Detection examples:
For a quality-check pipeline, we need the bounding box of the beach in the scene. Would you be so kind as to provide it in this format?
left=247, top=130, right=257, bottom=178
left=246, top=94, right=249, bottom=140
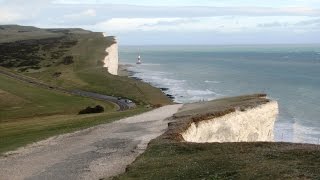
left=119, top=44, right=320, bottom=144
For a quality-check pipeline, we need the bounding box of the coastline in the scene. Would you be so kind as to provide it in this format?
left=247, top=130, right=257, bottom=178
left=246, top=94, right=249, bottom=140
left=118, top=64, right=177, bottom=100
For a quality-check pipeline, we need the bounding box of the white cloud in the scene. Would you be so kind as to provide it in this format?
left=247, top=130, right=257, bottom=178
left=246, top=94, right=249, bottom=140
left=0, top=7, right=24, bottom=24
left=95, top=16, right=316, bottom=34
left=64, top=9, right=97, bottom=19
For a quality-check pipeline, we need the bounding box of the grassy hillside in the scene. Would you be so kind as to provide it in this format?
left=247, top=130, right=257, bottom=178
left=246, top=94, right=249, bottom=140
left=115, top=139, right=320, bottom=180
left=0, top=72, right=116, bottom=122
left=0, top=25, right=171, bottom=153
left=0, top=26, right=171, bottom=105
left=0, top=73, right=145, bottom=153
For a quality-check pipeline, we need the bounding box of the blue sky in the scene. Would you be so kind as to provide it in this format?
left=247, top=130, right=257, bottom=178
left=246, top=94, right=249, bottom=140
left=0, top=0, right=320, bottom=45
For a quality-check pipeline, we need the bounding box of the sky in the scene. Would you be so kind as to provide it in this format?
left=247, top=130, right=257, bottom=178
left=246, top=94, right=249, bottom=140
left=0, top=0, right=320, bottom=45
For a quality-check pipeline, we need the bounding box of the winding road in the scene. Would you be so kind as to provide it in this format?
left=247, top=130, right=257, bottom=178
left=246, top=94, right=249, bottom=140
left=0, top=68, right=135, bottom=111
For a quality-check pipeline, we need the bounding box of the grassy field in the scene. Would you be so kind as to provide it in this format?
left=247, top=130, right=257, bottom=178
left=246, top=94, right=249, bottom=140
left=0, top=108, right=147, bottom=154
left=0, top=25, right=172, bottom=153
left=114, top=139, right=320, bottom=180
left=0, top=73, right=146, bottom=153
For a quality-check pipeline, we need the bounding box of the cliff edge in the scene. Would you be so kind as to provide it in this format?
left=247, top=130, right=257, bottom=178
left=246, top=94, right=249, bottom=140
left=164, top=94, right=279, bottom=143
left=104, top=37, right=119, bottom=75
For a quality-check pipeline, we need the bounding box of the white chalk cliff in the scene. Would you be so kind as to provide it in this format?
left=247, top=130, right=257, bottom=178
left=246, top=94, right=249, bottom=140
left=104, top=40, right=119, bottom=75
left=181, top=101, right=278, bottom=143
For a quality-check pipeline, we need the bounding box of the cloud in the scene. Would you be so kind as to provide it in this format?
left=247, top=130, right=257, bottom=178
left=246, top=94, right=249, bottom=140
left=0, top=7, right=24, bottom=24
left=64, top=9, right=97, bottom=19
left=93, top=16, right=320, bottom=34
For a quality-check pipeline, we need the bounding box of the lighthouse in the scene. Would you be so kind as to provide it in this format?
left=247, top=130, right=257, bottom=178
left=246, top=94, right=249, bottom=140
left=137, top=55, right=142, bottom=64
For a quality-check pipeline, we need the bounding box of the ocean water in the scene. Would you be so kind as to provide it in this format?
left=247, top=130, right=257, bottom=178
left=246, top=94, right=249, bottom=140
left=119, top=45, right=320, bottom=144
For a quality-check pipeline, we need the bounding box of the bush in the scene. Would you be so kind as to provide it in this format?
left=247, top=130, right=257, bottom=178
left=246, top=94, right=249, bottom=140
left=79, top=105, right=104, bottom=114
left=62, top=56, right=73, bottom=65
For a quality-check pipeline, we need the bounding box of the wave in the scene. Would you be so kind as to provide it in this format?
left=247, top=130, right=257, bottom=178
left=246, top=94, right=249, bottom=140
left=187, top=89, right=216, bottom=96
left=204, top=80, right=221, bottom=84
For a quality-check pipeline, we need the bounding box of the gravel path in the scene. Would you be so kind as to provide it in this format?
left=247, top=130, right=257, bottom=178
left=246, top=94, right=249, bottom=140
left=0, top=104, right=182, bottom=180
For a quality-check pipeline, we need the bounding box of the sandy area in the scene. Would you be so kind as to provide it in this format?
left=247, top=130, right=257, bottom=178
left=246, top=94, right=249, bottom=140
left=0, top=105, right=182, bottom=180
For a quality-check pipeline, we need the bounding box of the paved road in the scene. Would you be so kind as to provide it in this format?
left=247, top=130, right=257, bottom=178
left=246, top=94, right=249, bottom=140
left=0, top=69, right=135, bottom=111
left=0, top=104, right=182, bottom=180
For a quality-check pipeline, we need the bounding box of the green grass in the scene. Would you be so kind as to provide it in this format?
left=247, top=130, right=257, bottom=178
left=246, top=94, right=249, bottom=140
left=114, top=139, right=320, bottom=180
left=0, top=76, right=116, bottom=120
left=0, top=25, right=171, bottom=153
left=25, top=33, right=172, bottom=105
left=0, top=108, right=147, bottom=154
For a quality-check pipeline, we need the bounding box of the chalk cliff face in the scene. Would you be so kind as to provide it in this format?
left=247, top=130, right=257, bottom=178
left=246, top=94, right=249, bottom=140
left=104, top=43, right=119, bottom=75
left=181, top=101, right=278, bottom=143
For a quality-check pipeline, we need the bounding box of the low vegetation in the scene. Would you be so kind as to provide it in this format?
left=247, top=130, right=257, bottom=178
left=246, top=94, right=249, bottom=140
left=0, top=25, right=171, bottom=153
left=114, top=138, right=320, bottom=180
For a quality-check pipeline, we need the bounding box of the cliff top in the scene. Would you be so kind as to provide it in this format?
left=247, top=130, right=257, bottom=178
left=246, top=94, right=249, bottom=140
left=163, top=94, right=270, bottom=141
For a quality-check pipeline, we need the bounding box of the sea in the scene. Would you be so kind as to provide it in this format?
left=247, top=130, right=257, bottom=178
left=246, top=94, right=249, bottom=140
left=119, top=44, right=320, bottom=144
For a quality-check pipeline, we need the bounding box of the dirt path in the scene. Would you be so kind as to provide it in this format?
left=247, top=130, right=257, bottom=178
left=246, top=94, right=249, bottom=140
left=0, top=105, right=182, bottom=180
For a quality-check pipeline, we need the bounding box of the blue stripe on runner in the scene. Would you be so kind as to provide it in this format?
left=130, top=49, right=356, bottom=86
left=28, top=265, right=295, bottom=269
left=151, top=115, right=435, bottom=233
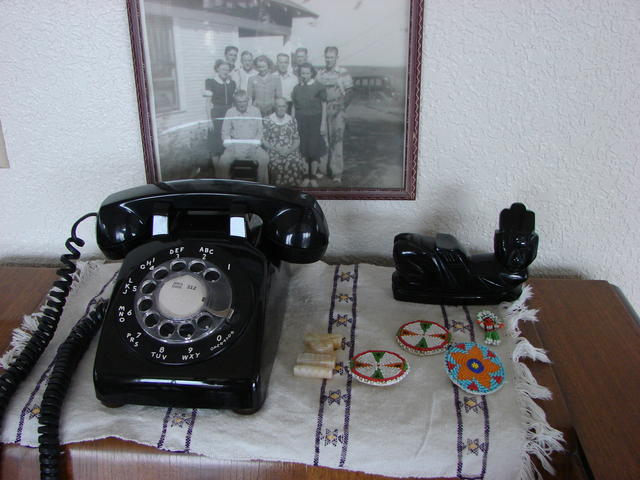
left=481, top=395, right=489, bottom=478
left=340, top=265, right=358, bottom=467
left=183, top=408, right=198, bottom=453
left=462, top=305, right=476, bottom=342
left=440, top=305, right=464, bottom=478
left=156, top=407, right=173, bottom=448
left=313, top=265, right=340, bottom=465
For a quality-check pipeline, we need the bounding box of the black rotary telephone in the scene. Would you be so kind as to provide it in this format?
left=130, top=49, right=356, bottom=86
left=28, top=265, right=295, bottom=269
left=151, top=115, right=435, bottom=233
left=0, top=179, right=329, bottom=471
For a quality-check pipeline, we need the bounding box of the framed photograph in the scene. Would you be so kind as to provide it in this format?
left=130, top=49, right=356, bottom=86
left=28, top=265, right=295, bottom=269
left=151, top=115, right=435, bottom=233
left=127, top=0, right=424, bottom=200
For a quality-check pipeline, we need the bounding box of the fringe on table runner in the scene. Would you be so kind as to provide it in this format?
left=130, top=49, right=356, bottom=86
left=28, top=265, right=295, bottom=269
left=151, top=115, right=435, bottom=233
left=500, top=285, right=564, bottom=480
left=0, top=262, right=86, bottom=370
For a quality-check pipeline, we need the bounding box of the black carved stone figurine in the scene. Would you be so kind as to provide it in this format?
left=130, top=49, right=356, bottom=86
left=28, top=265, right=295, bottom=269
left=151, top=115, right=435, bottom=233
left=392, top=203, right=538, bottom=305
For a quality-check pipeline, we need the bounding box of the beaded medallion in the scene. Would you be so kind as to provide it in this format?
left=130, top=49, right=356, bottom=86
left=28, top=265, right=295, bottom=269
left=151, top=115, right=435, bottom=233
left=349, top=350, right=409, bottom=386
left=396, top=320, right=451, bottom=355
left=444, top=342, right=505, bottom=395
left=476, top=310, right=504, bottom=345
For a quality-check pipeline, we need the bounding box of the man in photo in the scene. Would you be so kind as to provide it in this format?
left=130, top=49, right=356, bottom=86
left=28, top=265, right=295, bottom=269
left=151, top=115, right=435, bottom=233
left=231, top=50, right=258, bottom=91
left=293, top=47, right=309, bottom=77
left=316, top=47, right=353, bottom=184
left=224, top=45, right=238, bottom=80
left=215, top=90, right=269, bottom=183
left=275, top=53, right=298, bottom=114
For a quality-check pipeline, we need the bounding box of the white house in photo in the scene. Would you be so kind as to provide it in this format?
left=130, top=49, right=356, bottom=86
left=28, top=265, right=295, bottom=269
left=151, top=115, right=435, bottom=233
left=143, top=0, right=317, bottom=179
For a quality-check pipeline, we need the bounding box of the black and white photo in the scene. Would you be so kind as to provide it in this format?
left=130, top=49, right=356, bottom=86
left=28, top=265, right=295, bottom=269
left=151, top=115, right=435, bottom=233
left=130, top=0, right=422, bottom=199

- **Short task**:
Swap "dirt path" for "gravel trail" in the material from the line with "box of the sea" to the line with "left=313, top=265, right=340, bottom=465", changing nothing else. Leave the pictures out of your answer.

- **Worked solution**:
For a quality-check pipeline, we need the bounding box of the sea in the scene. Would you be so kind as to provide it in this format?
left=247, top=130, right=257, bottom=178
left=246, top=94, right=249, bottom=140
left=119, top=44, right=320, bottom=144
For a quality-check pipeline, we need the bounding box of the gravel trail in the scene. Would you be so kind as to provide it in this format?
left=247, top=130, right=257, bottom=178
left=246, top=94, right=249, bottom=140
left=0, top=105, right=182, bottom=180
For a quality-check pipeline, we need the bounding box of the blue stripe on runner in the scene. Would you be so kind as to provide it in this format?
left=130, top=49, right=356, bottom=86
left=28, top=265, right=295, bottom=269
left=151, top=115, right=435, bottom=233
left=481, top=395, right=489, bottom=478
left=340, top=265, right=358, bottom=467
left=183, top=408, right=198, bottom=453
left=462, top=305, right=476, bottom=342
left=440, top=305, right=464, bottom=478
left=156, top=407, right=173, bottom=448
left=313, top=265, right=340, bottom=465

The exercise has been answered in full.